## DESCRIPTION OF THE TASK
Extend the essay on Stephen Harper's prorogation of Parliament, beginning right after its final sentence.

Start SOURCE

In turn, the Tories stoked a firestorm of public outrage in which the opposition’s very coalition, despite the workings of Canadian government, was itself an abomination, reducing Canada to some democratically bereft banana republic. But before the thirty-eighth Parliament, Harper—as leader of Her Majesty’s loyal opposition—told the CBC that, “We’ve always said we’ll support the government when they do things that we can accept… [but] the government can only be brought down because it alienates several parties in the House. And the first obligation in this Parliament, if the government wants to govern, [is that] it has to come to Parliament and it has to show that it can get the support of the majority of members.”
“I can’t forget my first responsibility,” he said, “which is to be the Leader of the Opposition and that’s to provide an alternative government.”
During the twilight days of this year, another prorogation means time for the Tories to gather momentum and majority on Senate committees, and adds up to an underhanded move to duck Parliament on the Afghan detainee controversy. Worse, as the opposition parties have repeatedly warned, it’s a means to sweep the issue under the rug, disrupting a parliamentary investigation into why, as Richard Colvin testified, the Harper government flatly ignored warnings of torture for transferred detainees. The fact that Parliament won’t reconvene until March, after the 2010 Olympics in Vancouver, means no bad press when all eyes are on Canada. Yet again, Stephen Harper has conjured up a scheme to save his own government at the expense of the democracy that barely legitimizes it. For now.

End SOURCE
Start SUPPLIED INFORMATION

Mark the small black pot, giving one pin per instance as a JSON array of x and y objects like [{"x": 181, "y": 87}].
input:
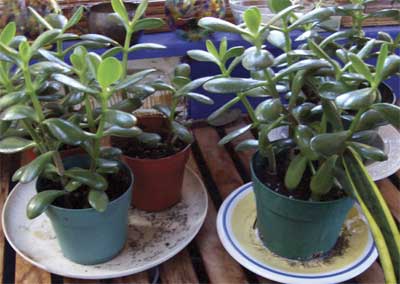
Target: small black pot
[{"x": 103, "y": 20}]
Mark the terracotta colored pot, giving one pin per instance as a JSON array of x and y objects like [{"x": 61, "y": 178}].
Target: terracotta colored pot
[{"x": 158, "y": 182}]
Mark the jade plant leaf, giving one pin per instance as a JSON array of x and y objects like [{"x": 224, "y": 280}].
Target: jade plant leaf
[
  {"x": 122, "y": 132},
  {"x": 39, "y": 203},
  {"x": 389, "y": 112},
  {"x": 120, "y": 118},
  {"x": 231, "y": 85},
  {"x": 357, "y": 99},
  {"x": 17, "y": 112},
  {"x": 200, "y": 98},
  {"x": 182, "y": 132},
  {"x": 295, "y": 171},
  {"x": 328, "y": 144},
  {"x": 269, "y": 110},
  {"x": 11, "y": 145},
  {"x": 322, "y": 180},
  {"x": 369, "y": 152},
  {"x": 91, "y": 179},
  {"x": 65, "y": 131},
  {"x": 218, "y": 25},
  {"x": 35, "y": 168},
  {"x": 234, "y": 134},
  {"x": 249, "y": 144},
  {"x": 252, "y": 18},
  {"x": 108, "y": 72},
  {"x": 98, "y": 200}
]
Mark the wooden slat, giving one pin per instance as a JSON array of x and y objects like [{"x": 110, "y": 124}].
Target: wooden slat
[
  {"x": 178, "y": 270},
  {"x": 26, "y": 273},
  {"x": 374, "y": 274},
  {"x": 391, "y": 195},
  {"x": 215, "y": 258}
]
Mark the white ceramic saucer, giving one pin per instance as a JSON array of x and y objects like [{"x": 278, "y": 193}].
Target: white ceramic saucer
[
  {"x": 152, "y": 237},
  {"x": 235, "y": 224}
]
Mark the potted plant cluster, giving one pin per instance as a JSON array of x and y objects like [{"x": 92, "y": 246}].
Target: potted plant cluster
[
  {"x": 47, "y": 103},
  {"x": 327, "y": 98}
]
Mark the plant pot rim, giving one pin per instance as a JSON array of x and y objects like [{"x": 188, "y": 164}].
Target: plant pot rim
[
  {"x": 147, "y": 160},
  {"x": 92, "y": 209},
  {"x": 285, "y": 197}
]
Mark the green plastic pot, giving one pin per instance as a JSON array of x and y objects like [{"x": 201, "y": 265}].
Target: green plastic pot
[
  {"x": 296, "y": 229},
  {"x": 87, "y": 236}
]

End SUPPLIED INFORMATION

## RESULT OF THE TASK
When the crisis of 2008 was at its peak, Harper, at the very least, managed to paint the House as stymied, or even threatened, by partisan interests. Not so in 2009, the year that saw the NDP, of all parties, supporting the Conservative Party of Canada in order to see EI reforms passed. By seeking the prorogation of Parliament over an investigation into his government, and for other reasons motivated entirely by self interest, he has officially and terminally sealed the casket on any myth of Harper-era Tory accountability. In Harper’s own words, an alienated opposition means the collapse of a minority government, and it’s hard to imagine the opposition parties more alienated than they are right now.
In 2010, that will mean it’s time for Harper to go.